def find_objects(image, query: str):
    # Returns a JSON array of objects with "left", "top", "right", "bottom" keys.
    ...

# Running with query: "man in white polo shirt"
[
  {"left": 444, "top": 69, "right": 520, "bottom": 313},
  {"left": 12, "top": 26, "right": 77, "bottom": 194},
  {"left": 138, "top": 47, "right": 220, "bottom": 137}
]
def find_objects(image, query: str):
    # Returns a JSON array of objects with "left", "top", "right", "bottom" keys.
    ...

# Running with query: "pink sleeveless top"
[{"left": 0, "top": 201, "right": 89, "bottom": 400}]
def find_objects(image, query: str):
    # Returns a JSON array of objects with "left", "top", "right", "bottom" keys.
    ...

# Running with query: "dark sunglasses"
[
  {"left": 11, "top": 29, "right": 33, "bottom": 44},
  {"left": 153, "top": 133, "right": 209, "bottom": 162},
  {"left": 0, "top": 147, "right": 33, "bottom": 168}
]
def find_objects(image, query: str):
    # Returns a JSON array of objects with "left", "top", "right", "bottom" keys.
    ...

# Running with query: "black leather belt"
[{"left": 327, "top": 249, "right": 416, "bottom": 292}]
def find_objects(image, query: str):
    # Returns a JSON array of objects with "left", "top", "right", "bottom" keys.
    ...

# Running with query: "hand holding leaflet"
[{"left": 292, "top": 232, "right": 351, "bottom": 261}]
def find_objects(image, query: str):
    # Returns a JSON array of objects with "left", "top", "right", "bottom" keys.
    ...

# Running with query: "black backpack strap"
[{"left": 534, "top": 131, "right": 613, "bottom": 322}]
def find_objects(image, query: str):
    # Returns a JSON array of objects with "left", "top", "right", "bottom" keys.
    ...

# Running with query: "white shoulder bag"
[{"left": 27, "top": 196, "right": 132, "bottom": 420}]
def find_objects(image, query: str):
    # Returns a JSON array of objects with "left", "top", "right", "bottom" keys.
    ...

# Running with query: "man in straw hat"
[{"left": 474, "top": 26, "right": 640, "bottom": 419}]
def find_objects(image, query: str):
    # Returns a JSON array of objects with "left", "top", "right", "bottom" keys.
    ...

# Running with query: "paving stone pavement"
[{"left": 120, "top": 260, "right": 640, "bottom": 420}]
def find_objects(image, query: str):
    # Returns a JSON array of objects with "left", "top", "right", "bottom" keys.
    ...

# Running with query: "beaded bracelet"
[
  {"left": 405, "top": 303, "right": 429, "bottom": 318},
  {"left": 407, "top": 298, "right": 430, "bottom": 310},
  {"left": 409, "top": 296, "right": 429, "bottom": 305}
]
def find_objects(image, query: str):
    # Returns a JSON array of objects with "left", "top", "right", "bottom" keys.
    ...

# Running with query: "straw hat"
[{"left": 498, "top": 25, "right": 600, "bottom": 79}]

● DIRECTIONS FOR THIS TASK: Locate every line in the records above that contains the word "straw" and copy each of those lines.

● TASK RESPONSE:
# Running with query: "man in straw hat"
# Running with query: "straw hat"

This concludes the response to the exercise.